TEXTE FOURNI.
***
Je sais que le Prix Nobel est attribué pour une œuvre précise, et que des lauréats au passé sulfureux ont pu effectivement mériter ce prix pour des actions moins discutables. Pourtant, de mon point de vue, l'ensemble de l'œuvre de ce putatif candidat est de nature à le disqualifier pour ce type de récompense. Permet-moi de t'infliger, cher norske Nobelkomite, un petit florilège non exhaustif de ce qui justifie mon opinion.
Alors qu'il occupait la fonction de premier ministre, un scandale a eu lieu : du sang contaminé par le virus HIV a été injecté alors que des tests d'origine étrangère auraient pu être utilisés pour dissocier les lots sains des lots contaminés. De nombreux hémophiles sont morts prématurément du fait des décisions prises à l'époque. La formule du premier ministre a été de se présenter comme « responsable, pas coupable » … Quelle belle épitaphe pour ces malheureuses victimes collatérales de cette impéritie !
Devenu le chef de la diplomatie de mon pays, ledit impétrant s'est commis à soutenir dans une guerre civile en Ukraine une faction contre l'autre, en suivant sans grande originalité l'Union Européenne et les États-Unis d'Amérique. Je ne donnerais pas de brevet de bonne conduite ou d'honorabilité au champion international de l'autre faction, mais il se trouve que dans la faction occidentale, Europhile et Atlantiste, l'un des trois partis au pouvoir ressemble à s'y méprendre à une résurgence d'un parti ayant incarné le mal absolu en Allemagne entre 1933 et 1945. C'est tout de même ballot que la diplomatie de mon pays se commette à soutenir des tenants d'idéologies délétères. Question incidente, sans intérêt pour le Nobel : comment la judaïté de l'impétrant supporte-t-elle cette alliance avec le fils du diable ?
L'Orient est certes compliqué. Le despote sanguinaire régnant en Syrie n'est pas un enfant de chœur et loin de là. Faut-il pour autant tout sacrifier, y compris la vie des chrétiens d'Orient, des yézidis, des chiites, des homosexuels et de tous ceux qui ont l'heur de déplaire aux fous qui président aux destinées du pseudo-califat (ou à leurs clones hâtivement qualifiés de modérés) pour satisfaire les intérêts de nos « amitiés » avec des pétromonarchies au moins aussi cruelles ? J'ai du mal à le croire. De même, lorsque la diplomatie de mon pays présente 21 coptes exécutés par des islamistes pour leur fidélité à leur foi comme de simples égyptiens, elle glisse vers un révisionnisme qui me fait honte.
***
EXTRAITS DE DONNÉES.
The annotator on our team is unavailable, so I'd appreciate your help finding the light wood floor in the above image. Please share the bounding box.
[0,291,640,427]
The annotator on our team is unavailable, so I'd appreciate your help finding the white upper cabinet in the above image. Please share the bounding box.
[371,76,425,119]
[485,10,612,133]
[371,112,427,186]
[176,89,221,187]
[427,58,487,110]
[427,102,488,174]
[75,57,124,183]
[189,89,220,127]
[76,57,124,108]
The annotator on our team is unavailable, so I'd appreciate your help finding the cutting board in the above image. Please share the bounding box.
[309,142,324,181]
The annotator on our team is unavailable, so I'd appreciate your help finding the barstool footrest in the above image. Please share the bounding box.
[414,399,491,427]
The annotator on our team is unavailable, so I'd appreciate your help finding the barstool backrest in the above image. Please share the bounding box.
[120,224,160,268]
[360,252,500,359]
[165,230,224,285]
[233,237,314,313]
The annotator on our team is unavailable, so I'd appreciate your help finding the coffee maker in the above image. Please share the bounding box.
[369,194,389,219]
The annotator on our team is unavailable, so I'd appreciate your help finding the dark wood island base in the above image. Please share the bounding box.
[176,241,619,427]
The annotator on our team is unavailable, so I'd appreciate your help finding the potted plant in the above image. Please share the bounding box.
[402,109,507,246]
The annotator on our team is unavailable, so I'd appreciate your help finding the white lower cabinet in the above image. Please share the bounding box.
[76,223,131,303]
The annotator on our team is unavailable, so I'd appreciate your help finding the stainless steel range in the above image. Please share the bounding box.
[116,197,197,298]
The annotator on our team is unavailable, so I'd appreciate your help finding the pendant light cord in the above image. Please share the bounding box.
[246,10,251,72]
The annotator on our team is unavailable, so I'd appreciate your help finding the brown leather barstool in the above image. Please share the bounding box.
***
EXERCICES PROPOSÉS.
A: Citez, s'il vous plaît, tout ce qui va de « L'Orient est certes » jusqu'à « me fait honte. » dans le texte fourni.
B: D'après le texte fourni, quelle formule le premier ministre a-t-il employée pour se présenter au moment du scandale du sang contaminé ?
Appuyez-vous uniquement sur le texte fourni.

CORRIGÉ.
A:
L'Orient est certes compliqué. Le despote sanguinaire régnant en Syrie n'est pas un enfant de chœur et loin de là. Faut-il pour autant tout sacrifier, y compris la vie des chrétiens d'Orient, des yézidis, des chiites, des homosexuels et de tous ceux qui ont l'heur de déplaire aux fous qui président aux destinées du pseudo-califat (ou à leurs clones hâtivement qualifiés de modérés) pour satisfaire les intérêts de nos « amitiés » avec des pétromonarchies au moins aussi cruelles ? J'ai du mal à le croire. De même, lorsque la diplomatie de mon pays présente 21 coptes exécutés par des islamistes pour leur fidélité à leur foi comme de simples égyptiens, elle glisse vers un révisionnisme qui me fait honte.

B: Il s'est présenté comme « responsable, pas coupable ».